> Work request:
From the passage on constraints in serious game design, print everything from "VR concentrates these" down to "the technology matures.", word for word.

> Selected excerpt:
○ ○ ○ ○ ○ ○ ○

VR concentrates these trade-offs. It offers genuinely valuable immersion for experiential learning, but high-end headsets are expensive, tethered systems are hard to roll out at scale, and at the time roughly five per cent of students got motion sick — leading the driving game team to conclude "if you wanted to make something accessible you can't just make it VR" (P4). VR also can't mimic precise fine motor movement: the medical simulation designer found a basic CPR manikin beats any VR simulator for CPR training, and the mixed-reality headsets that solve this cost over $10,000. Even so, half the studios in the study had shipped at least one VR serious game — the immersion is real, and many of the trade-offs are easing as the technology matures.
Technical knowledge
The know-how of your users and your own team is a constraint too. Babies can't operate software; their parents must — and getting parents to find and install apps was "much more of a battle" (P9) before COVID normalised video calls and lifted baseline digital literacy (though that literacy didn't automatically extend to games). On the team side, the founders of a medical education games company found their own limited technical knowledge made it hard to hire top talent in a specialised field — they couldn't evaluate what they couldn't do, which hindered their ability to deliver high-fidelity, clinically meaningful simulation.
Software
Unity was the most popular engine among the designers interviewed — its low barrier to entry made it the go-to for mobile and tablet work — but it was not a neutral choice. One developer called it one of the biggest determinants of what they could achieve, with a massive impact on what they could implement and which values they could address. Engines nudge teams towards certain interactions and visual styles, sometimes at the cost of more complex simulations or experimental mechanics.

○ ○ ○ ○ ○ ○ ○

> The data:
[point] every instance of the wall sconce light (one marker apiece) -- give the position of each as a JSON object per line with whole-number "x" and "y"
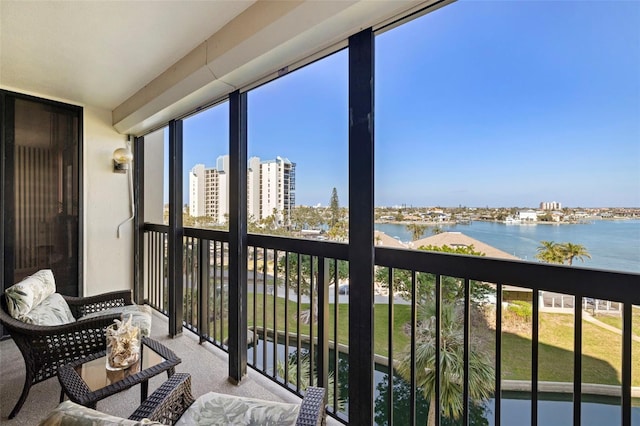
{"x": 122, "y": 158}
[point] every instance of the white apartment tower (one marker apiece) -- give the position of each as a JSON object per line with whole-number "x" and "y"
{"x": 207, "y": 188}
{"x": 277, "y": 189}
{"x": 550, "y": 205}
{"x": 270, "y": 187}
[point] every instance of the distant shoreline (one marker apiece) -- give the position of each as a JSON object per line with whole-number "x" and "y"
{"x": 586, "y": 221}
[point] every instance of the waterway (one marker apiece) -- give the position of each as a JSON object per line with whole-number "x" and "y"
{"x": 612, "y": 244}
{"x": 553, "y": 409}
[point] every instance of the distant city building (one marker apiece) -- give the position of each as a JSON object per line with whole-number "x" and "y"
{"x": 270, "y": 189}
{"x": 550, "y": 205}
{"x": 527, "y": 216}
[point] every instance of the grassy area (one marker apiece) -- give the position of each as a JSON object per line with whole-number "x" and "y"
{"x": 616, "y": 320}
{"x": 601, "y": 357}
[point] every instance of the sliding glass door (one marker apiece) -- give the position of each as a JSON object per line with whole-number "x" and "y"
{"x": 40, "y": 174}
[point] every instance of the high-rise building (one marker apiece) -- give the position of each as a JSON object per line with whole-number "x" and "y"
{"x": 270, "y": 189}
{"x": 550, "y": 205}
{"x": 208, "y": 194}
{"x": 277, "y": 188}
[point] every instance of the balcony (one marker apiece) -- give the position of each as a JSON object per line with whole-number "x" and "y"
{"x": 244, "y": 296}
{"x": 195, "y": 356}
{"x": 307, "y": 271}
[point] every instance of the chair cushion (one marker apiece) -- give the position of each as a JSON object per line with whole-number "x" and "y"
{"x": 69, "y": 413}
{"x": 220, "y": 409}
{"x": 53, "y": 310}
{"x": 28, "y": 293}
{"x": 141, "y": 316}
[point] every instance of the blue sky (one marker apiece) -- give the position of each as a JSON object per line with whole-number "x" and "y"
{"x": 480, "y": 103}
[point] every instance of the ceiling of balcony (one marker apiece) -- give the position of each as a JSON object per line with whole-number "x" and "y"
{"x": 99, "y": 53}
{"x": 148, "y": 61}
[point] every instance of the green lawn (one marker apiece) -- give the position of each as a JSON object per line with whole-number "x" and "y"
{"x": 616, "y": 320}
{"x": 601, "y": 357}
{"x": 601, "y": 348}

○ ○ ○ ○ ○ ○ ○

> Exercise response:
VR concentrates these trade-offs. It offers genuinely valuable immersion for experiential learning, but high-end headsets are expensive, tethered systems are hard to roll out at scale, and at the time roughly five per cent of students got motion sick — leading the driving game team to conclude "if you wanted to make something accessible you can't just make it VR" (P4). VR also can't mimic precise fine motor movement: the medical simulation designer found a basic CPR manikin beats any VR simulator for CPR training, and the mixed-reality headsets that solve this cost over $10,000. Even so, half the studios in the study had shipped at least one VR serious game — the immersion is real, and many of the trade-offs are easing as the technology matures.